> _MATERIALS PROVIDED_:
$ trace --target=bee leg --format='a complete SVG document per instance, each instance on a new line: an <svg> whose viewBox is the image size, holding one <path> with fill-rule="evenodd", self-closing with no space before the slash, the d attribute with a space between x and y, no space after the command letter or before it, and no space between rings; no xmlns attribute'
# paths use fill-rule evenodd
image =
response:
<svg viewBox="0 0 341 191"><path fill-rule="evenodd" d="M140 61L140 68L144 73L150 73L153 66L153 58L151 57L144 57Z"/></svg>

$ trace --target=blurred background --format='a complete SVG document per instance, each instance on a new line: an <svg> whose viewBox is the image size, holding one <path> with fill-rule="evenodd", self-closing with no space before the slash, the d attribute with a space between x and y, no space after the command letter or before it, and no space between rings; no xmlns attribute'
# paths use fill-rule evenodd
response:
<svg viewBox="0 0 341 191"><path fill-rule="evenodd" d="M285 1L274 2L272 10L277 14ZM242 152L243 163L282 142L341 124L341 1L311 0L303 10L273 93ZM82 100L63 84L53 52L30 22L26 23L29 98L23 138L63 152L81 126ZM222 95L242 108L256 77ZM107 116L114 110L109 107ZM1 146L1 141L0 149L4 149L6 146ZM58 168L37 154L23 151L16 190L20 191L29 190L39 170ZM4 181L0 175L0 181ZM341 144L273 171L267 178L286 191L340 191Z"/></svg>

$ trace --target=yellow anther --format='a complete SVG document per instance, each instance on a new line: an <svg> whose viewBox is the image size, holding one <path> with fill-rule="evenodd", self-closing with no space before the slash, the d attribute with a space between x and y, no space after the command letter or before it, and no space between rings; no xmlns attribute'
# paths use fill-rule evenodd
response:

> _GOAL OF THE EXERCISE_:
Change "bee leg" to "honeybee leg" in the material, from its first line through the line containing "61L140 68L144 73L150", inclusive. Reproduce those lines with everything else unchanged.

> _THE REPLY_:
$ trace --target=honeybee leg --format='a complete SVG document per instance, each instance on a new line: an <svg> whose viewBox is the image size, holding one <path> with fill-rule="evenodd", self-closing with no space before the slash, the d attribute with a space between x and y, no space after the command letter or before it, and no space between rings; no xmlns attribute'
# paths use fill-rule evenodd
image =
response:
<svg viewBox="0 0 341 191"><path fill-rule="evenodd" d="M140 61L140 68L144 73L150 73L153 66L153 58L151 57L144 57Z"/></svg>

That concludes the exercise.